● **Extracted text**:
Opinion, Berkeley Blogs

Vulgar Borkians: The Tea Party and the Judge

By Lawrence Rosenthal

One of the great riddles of the 2009 and 2010 Tea Party heyday was contained in the famous sign that appeared in many of their anti-Obamacare demonstrations: "Government hands off my Medicare."

How could they think that? It's a plain contradiction since, obviously, Medicare is a government program in the first place.

The key to understanding this conundrum is to be found in zero-sum thinking. Tea Partiers are typically older, white, quite conservative, and often happy recipients of Social Security and Medicare benefits. In their view, proposing to grant health insurance to those tens of millions without coverage (who are seen as undeserving) was tantamount to taking that very benefit away from them (the deserving). Benefits are not expandable in zero-sum thinking. They are a fixed sum. The only way to offer existing benefits to a new population is to take them, at least in part, away from those that already possess them. "Government hands off my Medicare" was a cry of dispossession.

But zero-sum thinking in American conservatism goes deeper than disputing spoils. The Tea Party's view about things like benefits is a subset of a more general vein of conservative thought in which liberty itself is seen as a zero-sum commodity.

Which brings us to Robert Bork, who died last week on December 19. Bork was, in effect, the conservative movement's grand legal theorist of the zero-sum view of liberty.

Bork was famous for arguing that the 1964 Civil Rights Act was based on a principle of "unsurpassed ugliness." How did he conclude this? Take public accommodations. The idea that lunch-counter owners could not deny service based on race took away the owners’ freedom to deal only with whom they wished. Giving blacks the right to sit at that counter—expanding their liberty—came at the counter-owners’ expense. The counter owners were dispossessed of their freedom. This view was reiterated in 2010 by Tea Party Republican candidate Rand Paul during his campaign for the U.S. Senate from Kentucky.

Implied in Bork's position on the Civil Rights Act was the equivalence of positive and negative rights. There was nothing inherently superior in the black person's right to be served as compared to the owner's right to deny service. Any judge who would see a superior interest in the right to be served was only relying on personal values and usurping the functions of the legislature, in Bork’s thinking. Any law that would favor one or the other's freedom, whether positive or negative, was playing favorites between claims of equal standing.

So extreme was this view for Bork that during his famous, and failed, 1987 confirmation hearings for a seat on the Supreme Court, under questioning by Illinois Senator Paul Simon, he was forced to carry his concept to the logical conclusion that the judiciary could not rightly call for the abolition of slavery. The freedom to hold slaves, in Borkian principle, enjoys the same protection as the freedom from slavery.

Bork was not an ordinary dogmatist in these zero-sum opinions. In the same hearings he described these views as the basis for his vaunted judicial philosophy of “original intent.” He displayed an almost metaphysical, natural-law insistence that liberties cannot be created or expanded. They could only be “redistributed.” He asserted this was an “arithmetic” and “indisputable” certainty. According to Bork, since every expansion of liberty in one area means taking it away elsewhere, such action calls for value judgments in which no judicial principles of right and wrong pertain.

It may seem a long way from Bork’s lofty calculus of liberty to the Tea Party’s furious demand that others not enjoy the health insurance protection their government assures them. But the Tea Party’s feeling that something theirs was being taken away and given to others was precisely the feeling that Robert Bork was translating into a judicial philosophy. What, finally, is the Tea Partiers’ link to Judge Bork? We might conclude that they are ultimately vulgar Borkians.

● **Recorded information**:
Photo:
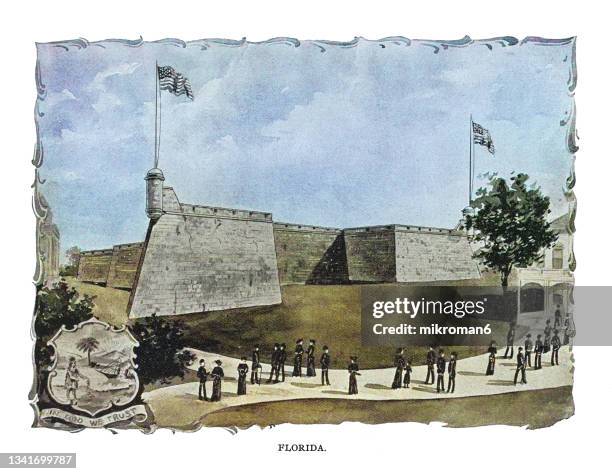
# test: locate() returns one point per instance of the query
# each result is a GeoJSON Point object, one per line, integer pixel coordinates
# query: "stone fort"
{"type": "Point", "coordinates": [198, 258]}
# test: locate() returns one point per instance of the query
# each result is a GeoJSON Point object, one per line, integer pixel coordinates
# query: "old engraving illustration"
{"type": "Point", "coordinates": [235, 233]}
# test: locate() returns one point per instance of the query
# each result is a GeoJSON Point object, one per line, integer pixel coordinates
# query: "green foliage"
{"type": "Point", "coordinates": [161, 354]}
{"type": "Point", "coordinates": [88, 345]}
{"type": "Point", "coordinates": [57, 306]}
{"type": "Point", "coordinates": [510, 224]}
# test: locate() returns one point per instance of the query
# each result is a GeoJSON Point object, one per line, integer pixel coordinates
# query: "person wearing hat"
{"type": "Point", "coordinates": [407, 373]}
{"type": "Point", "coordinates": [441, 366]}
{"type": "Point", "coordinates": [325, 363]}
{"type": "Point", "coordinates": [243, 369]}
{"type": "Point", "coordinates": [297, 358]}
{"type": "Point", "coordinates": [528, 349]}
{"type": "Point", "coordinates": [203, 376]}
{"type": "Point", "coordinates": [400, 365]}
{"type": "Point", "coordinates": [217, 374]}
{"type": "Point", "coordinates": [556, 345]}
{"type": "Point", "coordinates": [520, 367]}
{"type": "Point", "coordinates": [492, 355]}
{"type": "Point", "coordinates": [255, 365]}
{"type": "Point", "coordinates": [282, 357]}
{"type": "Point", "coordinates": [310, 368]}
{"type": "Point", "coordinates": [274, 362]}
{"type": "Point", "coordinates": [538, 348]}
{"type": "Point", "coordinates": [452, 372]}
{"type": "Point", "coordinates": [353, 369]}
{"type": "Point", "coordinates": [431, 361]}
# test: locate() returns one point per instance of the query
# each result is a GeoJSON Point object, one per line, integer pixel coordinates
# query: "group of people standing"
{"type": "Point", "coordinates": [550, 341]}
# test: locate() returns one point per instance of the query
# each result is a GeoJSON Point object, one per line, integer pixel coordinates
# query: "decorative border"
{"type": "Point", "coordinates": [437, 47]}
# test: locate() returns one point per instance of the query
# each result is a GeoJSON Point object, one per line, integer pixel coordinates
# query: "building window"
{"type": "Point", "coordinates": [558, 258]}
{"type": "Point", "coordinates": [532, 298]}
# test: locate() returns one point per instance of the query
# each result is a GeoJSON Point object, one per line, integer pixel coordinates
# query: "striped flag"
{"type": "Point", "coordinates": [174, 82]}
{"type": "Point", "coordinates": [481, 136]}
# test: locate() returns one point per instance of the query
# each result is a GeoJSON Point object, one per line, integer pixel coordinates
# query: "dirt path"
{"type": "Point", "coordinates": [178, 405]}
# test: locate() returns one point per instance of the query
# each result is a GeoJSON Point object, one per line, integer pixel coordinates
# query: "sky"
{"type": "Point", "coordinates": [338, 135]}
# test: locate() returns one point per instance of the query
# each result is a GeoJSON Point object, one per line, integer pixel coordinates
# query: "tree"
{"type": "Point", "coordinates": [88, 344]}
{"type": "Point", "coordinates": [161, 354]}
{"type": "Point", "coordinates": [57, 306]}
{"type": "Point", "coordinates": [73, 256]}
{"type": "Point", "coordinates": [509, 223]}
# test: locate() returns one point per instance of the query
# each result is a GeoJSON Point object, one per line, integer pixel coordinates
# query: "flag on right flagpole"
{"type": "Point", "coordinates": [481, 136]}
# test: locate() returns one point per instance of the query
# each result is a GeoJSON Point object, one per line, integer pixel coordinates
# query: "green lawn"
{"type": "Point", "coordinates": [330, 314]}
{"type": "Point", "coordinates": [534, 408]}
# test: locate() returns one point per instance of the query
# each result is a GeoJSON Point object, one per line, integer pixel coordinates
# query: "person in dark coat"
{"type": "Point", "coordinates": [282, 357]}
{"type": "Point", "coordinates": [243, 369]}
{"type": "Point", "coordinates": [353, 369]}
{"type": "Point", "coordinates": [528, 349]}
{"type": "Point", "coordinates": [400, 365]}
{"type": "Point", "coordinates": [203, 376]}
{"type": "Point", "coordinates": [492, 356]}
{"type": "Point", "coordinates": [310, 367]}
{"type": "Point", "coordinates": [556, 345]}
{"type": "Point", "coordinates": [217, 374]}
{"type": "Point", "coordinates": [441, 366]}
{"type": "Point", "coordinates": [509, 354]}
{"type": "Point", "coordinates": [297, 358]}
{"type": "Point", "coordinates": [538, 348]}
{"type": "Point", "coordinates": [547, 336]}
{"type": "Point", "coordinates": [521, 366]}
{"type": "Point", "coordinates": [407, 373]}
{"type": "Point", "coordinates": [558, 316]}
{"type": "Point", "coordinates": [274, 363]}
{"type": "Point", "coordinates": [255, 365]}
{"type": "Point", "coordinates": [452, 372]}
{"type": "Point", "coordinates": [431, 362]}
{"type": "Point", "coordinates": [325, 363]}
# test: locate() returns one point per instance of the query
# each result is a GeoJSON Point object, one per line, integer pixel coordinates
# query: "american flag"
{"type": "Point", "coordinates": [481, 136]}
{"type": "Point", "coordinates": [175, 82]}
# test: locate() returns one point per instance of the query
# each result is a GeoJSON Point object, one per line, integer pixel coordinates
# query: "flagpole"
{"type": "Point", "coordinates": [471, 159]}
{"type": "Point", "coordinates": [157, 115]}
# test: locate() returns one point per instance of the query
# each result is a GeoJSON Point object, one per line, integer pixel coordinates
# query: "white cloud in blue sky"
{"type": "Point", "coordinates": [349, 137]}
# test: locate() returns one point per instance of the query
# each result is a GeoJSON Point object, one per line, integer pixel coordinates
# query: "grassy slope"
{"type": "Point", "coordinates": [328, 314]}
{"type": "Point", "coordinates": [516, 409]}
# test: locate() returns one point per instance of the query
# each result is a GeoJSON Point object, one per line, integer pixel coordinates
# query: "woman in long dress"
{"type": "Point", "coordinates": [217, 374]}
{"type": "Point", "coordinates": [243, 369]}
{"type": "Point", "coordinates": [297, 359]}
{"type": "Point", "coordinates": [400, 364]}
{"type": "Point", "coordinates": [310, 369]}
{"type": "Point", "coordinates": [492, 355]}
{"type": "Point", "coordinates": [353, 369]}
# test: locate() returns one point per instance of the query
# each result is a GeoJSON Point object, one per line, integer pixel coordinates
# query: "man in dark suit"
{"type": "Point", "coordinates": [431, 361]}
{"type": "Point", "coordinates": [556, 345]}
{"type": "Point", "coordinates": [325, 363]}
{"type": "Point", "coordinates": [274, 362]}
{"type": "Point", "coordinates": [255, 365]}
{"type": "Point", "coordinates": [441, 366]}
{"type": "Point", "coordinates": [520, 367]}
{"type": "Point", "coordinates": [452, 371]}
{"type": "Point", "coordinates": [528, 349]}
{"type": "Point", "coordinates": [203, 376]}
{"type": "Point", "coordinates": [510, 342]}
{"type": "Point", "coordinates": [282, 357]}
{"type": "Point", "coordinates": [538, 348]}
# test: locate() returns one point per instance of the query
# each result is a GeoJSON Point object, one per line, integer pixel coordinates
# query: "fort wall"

● **Task requirements**:
In the opinion piece on the Tea Party and Robert Bork, which senator questioned Bork during his 1987 confirmation hearings?

● **Exercise solution**:
Illinois Senator Paul Simon